*Goal*:
Reproduce, word for word, the lines of the material below starting at the line that contains "the ceremonial banner" and ending at the line that contains "x=753 y=153", including both of those lines.

◇ ◇ ◇ ◇

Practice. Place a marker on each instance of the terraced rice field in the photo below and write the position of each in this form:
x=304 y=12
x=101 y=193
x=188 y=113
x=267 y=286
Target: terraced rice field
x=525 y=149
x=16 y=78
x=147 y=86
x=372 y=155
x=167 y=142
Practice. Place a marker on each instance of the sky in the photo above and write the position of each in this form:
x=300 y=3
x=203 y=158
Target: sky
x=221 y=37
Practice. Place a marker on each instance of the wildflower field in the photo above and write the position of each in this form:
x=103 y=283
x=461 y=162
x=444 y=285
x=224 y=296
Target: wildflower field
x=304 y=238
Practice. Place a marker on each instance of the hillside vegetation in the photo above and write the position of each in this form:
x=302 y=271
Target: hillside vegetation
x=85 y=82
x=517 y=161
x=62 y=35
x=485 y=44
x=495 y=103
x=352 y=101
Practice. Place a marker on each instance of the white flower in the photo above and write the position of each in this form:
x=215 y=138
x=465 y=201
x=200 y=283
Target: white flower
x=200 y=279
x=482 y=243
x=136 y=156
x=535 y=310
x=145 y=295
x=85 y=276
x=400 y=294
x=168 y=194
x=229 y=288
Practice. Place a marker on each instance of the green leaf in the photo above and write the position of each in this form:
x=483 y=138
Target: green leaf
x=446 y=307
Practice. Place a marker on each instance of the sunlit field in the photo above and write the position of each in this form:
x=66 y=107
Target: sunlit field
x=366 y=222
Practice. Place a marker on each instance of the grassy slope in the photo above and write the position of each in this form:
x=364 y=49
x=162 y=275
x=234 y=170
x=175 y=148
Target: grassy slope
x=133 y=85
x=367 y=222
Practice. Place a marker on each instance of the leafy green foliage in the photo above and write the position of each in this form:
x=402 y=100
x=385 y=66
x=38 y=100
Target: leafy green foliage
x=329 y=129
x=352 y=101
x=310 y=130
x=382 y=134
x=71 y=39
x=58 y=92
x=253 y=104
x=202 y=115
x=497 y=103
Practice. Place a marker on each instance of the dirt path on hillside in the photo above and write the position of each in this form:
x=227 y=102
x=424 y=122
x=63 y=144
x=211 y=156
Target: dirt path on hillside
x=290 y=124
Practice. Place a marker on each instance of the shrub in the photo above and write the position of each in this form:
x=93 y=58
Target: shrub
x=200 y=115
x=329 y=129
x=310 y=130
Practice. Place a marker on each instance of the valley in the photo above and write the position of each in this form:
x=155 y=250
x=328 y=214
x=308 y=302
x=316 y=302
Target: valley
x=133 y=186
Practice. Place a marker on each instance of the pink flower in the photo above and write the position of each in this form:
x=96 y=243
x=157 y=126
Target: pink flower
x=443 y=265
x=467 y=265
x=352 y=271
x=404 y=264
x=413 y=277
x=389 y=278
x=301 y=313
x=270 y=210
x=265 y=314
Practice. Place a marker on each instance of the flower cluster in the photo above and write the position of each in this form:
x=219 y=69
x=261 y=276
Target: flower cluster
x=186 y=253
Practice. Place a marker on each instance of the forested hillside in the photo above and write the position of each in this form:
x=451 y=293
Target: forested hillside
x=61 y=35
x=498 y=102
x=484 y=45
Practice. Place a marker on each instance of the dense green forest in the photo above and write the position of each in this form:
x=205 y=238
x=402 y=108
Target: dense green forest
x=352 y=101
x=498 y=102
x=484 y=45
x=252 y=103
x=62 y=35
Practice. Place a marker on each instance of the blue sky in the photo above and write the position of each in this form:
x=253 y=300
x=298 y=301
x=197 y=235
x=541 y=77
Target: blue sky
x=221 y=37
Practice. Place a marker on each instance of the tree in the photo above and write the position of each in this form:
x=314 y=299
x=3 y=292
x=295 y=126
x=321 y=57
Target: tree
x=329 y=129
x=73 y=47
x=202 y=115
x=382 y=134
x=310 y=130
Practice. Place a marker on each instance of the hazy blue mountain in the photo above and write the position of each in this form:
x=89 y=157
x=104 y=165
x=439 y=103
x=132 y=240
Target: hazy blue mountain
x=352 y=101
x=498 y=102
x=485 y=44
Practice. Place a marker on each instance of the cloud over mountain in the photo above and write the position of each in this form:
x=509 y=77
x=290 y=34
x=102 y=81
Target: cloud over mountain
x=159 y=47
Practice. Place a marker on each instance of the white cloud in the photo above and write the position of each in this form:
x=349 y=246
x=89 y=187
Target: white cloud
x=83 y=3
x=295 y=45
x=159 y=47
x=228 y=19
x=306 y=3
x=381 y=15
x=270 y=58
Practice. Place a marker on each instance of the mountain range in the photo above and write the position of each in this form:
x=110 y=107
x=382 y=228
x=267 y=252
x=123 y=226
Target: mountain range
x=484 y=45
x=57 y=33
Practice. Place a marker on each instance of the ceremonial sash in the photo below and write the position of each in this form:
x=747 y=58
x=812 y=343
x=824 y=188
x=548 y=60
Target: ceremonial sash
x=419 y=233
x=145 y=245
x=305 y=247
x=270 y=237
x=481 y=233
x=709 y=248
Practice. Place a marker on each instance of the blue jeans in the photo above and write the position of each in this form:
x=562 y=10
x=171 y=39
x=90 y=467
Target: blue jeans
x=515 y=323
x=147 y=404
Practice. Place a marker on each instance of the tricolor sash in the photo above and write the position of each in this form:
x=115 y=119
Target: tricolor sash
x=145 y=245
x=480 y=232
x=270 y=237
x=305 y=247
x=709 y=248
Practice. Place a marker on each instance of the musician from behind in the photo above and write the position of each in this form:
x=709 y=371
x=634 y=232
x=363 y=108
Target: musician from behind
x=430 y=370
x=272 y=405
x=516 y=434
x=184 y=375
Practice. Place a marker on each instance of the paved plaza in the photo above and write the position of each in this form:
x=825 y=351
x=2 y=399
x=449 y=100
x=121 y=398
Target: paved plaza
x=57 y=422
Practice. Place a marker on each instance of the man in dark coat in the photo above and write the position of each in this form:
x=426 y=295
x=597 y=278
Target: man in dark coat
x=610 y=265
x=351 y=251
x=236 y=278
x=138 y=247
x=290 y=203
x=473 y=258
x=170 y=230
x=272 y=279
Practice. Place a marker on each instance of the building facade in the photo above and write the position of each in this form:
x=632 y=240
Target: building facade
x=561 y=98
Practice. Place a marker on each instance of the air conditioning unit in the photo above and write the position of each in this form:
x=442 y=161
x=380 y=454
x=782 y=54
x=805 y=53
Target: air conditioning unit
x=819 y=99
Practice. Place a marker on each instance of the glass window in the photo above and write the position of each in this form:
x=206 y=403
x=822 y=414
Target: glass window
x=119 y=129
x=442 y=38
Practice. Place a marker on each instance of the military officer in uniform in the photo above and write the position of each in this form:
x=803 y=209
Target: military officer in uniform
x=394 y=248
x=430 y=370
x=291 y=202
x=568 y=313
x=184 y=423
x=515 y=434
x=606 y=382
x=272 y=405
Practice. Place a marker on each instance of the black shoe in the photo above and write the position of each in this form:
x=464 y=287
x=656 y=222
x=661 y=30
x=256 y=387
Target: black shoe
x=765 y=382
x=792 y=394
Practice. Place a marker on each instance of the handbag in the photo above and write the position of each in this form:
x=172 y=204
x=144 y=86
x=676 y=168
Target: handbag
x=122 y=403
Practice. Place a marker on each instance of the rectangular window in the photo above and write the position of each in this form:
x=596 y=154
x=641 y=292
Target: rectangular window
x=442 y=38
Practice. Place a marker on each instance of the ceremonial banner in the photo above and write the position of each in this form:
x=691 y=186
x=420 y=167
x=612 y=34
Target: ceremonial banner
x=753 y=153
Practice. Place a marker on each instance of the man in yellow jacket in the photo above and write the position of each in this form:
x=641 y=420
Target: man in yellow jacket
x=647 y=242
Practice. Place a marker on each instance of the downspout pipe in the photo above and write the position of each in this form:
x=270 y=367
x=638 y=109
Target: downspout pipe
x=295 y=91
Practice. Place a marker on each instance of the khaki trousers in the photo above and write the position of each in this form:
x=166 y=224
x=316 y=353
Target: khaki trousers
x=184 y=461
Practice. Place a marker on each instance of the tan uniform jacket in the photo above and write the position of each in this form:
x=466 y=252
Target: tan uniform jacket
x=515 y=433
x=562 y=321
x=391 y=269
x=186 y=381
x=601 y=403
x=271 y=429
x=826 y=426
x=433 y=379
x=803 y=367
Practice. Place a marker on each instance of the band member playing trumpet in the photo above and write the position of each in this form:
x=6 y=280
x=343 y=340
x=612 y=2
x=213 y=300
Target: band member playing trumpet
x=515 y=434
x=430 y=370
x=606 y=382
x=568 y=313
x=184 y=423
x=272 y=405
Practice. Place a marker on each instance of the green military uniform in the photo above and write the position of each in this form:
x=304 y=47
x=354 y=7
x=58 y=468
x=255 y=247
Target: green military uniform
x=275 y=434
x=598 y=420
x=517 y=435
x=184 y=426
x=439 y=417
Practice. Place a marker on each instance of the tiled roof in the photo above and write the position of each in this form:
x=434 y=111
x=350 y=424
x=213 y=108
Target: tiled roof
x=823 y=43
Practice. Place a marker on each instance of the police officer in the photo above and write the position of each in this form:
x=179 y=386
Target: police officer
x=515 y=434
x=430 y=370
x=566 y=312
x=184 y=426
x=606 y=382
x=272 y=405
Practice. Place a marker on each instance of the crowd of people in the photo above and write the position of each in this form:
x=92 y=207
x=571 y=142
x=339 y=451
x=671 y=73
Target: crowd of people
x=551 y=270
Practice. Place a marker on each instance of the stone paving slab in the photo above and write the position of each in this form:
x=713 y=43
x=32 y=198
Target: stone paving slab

◇ ◇ ◇ ◇

*Expected answer*:
Practice. Place a marker on each instance of the ceremonial banner in the photo above and write the position of each in this form:
x=691 y=186
x=420 y=167
x=612 y=34
Target: ceremonial banner
x=753 y=153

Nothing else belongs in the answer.